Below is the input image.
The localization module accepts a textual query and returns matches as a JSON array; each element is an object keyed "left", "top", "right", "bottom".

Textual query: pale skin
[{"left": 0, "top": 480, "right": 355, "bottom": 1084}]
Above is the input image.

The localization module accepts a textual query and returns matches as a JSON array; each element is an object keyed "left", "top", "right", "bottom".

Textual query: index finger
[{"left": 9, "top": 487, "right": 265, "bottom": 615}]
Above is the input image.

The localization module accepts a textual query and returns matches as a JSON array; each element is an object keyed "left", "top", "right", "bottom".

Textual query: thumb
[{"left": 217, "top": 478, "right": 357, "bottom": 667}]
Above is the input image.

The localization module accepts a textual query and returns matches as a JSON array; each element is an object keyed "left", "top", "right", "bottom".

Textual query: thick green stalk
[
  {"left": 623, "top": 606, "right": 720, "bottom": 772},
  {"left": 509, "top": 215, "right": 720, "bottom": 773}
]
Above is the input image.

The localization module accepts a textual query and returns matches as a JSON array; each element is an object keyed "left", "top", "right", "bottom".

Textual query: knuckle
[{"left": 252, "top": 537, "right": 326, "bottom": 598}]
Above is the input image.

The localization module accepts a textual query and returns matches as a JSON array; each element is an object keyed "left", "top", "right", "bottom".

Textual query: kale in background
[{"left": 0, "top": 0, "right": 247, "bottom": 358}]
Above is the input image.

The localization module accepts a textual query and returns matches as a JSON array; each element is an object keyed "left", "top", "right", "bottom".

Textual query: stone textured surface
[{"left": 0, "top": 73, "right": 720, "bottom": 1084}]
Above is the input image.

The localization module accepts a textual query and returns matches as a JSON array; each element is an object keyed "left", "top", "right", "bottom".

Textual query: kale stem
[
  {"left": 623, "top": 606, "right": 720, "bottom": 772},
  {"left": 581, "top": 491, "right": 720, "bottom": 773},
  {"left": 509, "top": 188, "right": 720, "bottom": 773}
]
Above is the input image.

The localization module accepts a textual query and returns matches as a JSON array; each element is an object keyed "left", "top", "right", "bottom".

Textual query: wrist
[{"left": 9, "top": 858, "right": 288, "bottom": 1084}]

+-------+

* Instructions to follow *
Copy out every line in the items above that contains the string "kale". Case counts.

* Problem solution *
Textual query: kale in background
Textual query: kale stem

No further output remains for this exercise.